-- Information follows --

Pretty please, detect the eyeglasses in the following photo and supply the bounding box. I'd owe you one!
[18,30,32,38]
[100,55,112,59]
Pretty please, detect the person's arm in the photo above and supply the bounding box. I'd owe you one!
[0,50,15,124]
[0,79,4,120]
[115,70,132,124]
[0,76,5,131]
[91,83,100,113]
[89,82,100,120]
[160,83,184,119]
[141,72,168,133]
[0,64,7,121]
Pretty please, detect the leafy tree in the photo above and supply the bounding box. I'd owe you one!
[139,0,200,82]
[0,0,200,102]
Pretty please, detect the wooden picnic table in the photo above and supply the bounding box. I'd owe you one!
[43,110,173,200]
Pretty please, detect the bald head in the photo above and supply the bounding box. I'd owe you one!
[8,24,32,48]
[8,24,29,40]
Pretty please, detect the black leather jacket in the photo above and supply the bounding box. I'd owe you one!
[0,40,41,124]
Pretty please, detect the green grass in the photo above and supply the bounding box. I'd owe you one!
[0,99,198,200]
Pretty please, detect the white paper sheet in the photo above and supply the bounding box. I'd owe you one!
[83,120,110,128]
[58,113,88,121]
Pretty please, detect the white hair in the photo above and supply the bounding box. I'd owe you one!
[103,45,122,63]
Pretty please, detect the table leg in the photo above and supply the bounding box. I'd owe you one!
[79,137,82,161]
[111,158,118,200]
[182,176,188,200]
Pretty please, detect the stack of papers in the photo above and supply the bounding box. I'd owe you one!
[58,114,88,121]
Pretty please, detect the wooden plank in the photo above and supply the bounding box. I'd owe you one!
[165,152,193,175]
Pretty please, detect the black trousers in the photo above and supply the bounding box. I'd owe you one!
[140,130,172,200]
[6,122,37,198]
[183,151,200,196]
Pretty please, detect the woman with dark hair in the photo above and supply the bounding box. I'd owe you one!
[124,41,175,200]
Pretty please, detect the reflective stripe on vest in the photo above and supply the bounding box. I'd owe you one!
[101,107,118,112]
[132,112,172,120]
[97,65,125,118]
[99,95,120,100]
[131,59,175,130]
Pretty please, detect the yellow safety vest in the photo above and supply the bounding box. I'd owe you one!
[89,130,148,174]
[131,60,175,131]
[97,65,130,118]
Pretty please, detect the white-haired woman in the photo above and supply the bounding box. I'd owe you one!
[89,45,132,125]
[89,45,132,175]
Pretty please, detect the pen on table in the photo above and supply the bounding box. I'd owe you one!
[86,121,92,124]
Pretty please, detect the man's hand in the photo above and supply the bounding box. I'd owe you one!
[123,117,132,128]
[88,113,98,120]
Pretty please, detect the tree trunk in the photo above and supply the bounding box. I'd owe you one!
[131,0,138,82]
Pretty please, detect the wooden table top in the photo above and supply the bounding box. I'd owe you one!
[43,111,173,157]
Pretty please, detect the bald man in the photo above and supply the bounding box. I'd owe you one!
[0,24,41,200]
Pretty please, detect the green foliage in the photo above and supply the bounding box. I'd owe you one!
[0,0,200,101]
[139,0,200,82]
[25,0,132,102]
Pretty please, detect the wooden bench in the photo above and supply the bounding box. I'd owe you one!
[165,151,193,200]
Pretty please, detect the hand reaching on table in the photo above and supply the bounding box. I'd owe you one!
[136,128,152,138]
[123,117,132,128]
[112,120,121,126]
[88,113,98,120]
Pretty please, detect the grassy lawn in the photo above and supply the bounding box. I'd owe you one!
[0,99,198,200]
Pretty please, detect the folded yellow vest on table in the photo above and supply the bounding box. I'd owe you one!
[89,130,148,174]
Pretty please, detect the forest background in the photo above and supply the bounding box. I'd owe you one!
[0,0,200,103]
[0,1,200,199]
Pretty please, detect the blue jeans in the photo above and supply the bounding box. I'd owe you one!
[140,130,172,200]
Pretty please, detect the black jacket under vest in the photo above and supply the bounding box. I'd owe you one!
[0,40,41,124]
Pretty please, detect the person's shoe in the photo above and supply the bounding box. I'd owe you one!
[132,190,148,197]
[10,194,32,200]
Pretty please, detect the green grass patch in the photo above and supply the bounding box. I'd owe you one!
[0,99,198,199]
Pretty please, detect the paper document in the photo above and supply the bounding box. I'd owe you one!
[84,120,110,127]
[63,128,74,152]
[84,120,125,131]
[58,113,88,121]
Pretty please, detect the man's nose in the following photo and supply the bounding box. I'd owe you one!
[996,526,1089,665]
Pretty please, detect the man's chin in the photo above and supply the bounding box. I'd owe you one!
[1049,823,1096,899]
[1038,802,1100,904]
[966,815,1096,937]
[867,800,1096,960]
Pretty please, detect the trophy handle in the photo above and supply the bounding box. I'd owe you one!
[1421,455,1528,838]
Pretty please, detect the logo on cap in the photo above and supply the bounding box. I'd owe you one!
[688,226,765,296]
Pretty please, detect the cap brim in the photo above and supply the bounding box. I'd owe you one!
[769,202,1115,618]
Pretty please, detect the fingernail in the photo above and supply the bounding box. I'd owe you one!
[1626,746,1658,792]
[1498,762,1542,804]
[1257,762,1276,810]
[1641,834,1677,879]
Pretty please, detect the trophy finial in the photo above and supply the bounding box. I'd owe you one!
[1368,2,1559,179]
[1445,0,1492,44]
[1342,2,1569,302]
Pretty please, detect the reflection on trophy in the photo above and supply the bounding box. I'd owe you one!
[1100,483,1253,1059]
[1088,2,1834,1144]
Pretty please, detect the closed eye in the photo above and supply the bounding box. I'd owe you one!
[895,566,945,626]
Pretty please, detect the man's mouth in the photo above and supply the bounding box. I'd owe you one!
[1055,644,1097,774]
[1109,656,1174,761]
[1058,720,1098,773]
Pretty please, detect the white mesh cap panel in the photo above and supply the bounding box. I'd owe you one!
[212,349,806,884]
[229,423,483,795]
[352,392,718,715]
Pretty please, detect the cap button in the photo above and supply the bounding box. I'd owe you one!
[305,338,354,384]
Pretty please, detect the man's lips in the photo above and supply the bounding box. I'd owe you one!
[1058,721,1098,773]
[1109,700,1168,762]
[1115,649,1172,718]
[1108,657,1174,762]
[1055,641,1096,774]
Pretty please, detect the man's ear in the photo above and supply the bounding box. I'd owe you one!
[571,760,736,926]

-- Information concluded --

Task to carry out: Exactly as they stand, write out all of the entries.

Task result:
Pretty please, detect the eyeglasses in the following photo and supply the bounding box. I'd owe you one!
[18,30,32,38]
[100,55,112,59]
Pretty please, detect the person's arm in the photo above and supply the bounding box. I'd owe you one!
[0,50,15,124]
[0,79,4,120]
[115,70,132,124]
[0,76,5,131]
[91,83,100,113]
[89,82,100,120]
[160,83,184,119]
[141,72,168,133]
[0,64,7,121]
Pretty please, detect the leafy tree in the photo above and supply the bounding box. I'd owe you one!
[139,0,200,82]
[0,0,200,102]
Pretty please, detect the wooden picnic table in the photo above and supply the bounding box. I'd owe you one!
[43,110,173,200]
Pretty please, detect the bald head in the photo above and supply the bounding box. I'd owe you one!
[8,24,32,48]
[8,24,29,40]
Pretty please, detect the black leather jacket in the photo above and supply the bounding box. I'd owe you one!
[0,40,41,124]
Pretty please, detect the green grass in the photo above and supply the bounding box. I'd owe you one!
[0,99,198,200]
Pretty please, detect the white paper sheet in the photo above and supply the bounding box. I'd owe you one!
[83,120,110,128]
[58,113,88,121]
Pretty please, detect the white hair in the photo above and supply the bounding box. I'd owe you one!
[103,45,122,63]
Pretty please, detect the table leg in the photo above and supply the bounding box. I'd owe you one!
[79,137,82,161]
[111,158,118,200]
[182,176,188,200]
Pretty please, detect the stack of papers in the photo above and supply the bounding box. I'd owe you one!
[58,114,88,121]
Pretty please, detect the wooden plank in the photo above and supply the bounding box. I'd owe you one!
[165,152,193,175]
Pretty please, detect the black trousers in the photo above and supply the bounding box. I'd owe you one!
[140,130,172,200]
[6,122,37,198]
[183,151,200,196]
Pretty please, detect the woman with dark hair in the photo above and supply the bounding box. I'd owe you one!
[124,41,175,200]
Pretty please, detect the reflective stripe on vest in the photo above and supply the bounding box. I'd owe you one!
[101,107,118,112]
[132,112,172,120]
[97,65,125,118]
[99,95,120,100]
[131,59,175,130]
Pretty please, detect the yellow safety vest in the photo above and supply the bounding box. I'd owe you one!
[89,130,148,174]
[131,60,175,131]
[97,65,130,118]
Pretty please, detect the white-haired woman in the photo above and supply the bounding box. I'd owe you one!
[89,45,132,125]
[89,45,132,175]
Pretty please, detect the pen on table in the photo above and supply the bounding box. I'd owe you one!
[86,121,92,124]
Pretty please, detect the man's hand in the photo above and supply the bounding box. I'd owe you one!
[123,117,132,128]
[88,113,98,120]
Pretty please, detect the tree trunk in the photo above and supply the bounding box. I'd owe you one!
[131,0,138,82]
Pretty please, detect the wooden table top in the photo above and supply the bounding box. I'd owe you one!
[43,111,173,157]
Pretty please, detect the bald man in the photo above and supply the bounding box. I'd owe you one!
[0,24,41,200]
Pretty please, detect the green foliage in the photo above and supply the bounding box. I'd owe you one!
[0,0,200,101]
[139,0,200,82]
[25,0,132,102]
Pretty please, detect the wooden bench in the photo above and supply the bounding box. I'd owe you one!
[165,151,193,200]
Pretty please, detect the hand reaching on table in the photo above and supply the bounding box. I'd owe you one!
[136,128,152,138]
[123,117,132,128]
[112,120,121,126]
[88,113,98,120]
Pretty please, detect the grassy lawn in the photo above and supply the bounding box. I'd owe you one!
[0,99,198,200]
Pretty please, detect the folded yellow vest on table in the photo above and supply the bounding box. I'd owe you one!
[89,130,148,174]
Pretty please, detect the forest background in the photo above and supply the bounding box. I'd owe you one!
[0,0,200,103]
[0,1,200,199]
Pretty please, detect the blue jeans in the photo above and supply the bounding box. I'd owe you one!
[140,130,172,200]
Pretty please, detect the black jacket under vest in the photo above and supply the bounding box. I'd owe you one!
[0,40,41,124]
Pretty please, detect the person's shoe in the photo above and supply the bounding box. I'd owe you one!
[132,190,148,197]
[10,194,32,200]
Pretty please, detect the green grass patch in the photo above and supply the bounding box. I'd owe you one!
[0,99,198,199]
Pretty please, detect the paper document in the photo above and supply the bounding box. I'd owe you one!
[84,120,110,127]
[63,128,74,152]
[84,120,125,131]
[58,113,88,121]
Pretty please, detect the man's nose in the following photo and supply the bounding box. I'd owe you one!
[996,526,1089,665]
Pretty please, detect the man's chin in the photo above and supply the bounding box. I'd owe you one!
[1049,823,1096,899]
[1038,802,1100,904]
[966,815,1096,937]
[867,800,1096,960]
Pretty please, detect the trophy handle in the photo above and supply the bounding box. I'd owe you one!
[1421,455,1528,838]
Pretty please, detect the logo on cap in the photo above and supply the bounding box. I'd owe you one!
[688,226,765,296]
Pretty please, detect the cap brim in the photo above and supply the bounding box. I'd owe you one!
[769,202,1115,618]
Pretty please, detect the fingernail in the photo above and supply the bounding box. I'd owe you one!
[1626,746,1658,792]
[1498,762,1542,804]
[1257,762,1276,810]
[1641,834,1677,879]
Pretty please, detect the trophy finial in the photo above and supply the bounding box. I'd owe you one!
[1368,2,1559,179]
[1445,0,1492,44]
[1342,2,1569,302]
Pretty please, detect the reflection on trophy in the photo above and supply the bounding box. I'd owe you one!
[1100,483,1253,1059]
[1088,2,1834,1144]
Pretty please, detect the closed eye in the photo above and supply the bounding box. I'd owe you one!
[895,566,945,626]
Pretty please, detect the man's mouth in the photo above and supply the bounding box. I'd owe you one!
[1055,644,1097,774]
[1109,656,1174,761]
[1058,720,1098,773]
Pretty please, detect the white mesh cap panel in the photo above and supply the bounding box. I'd owe you one!
[212,349,806,884]
[229,423,483,795]
[352,392,718,715]
Pretty please, detect the cap button in the photo above and supply the bounding box. I'd owe you one!
[305,338,354,384]
Pretty please, detect the man's lips in the photo above and supply the bounding box. I'd owe you one!
[1058,721,1098,773]
[1109,700,1168,762]
[1115,649,1172,718]
[1108,657,1174,762]
[1055,641,1096,774]
Pretty please, detect the man's ear in the photo above and supply the bounding box. I'd owe you one!
[571,760,736,926]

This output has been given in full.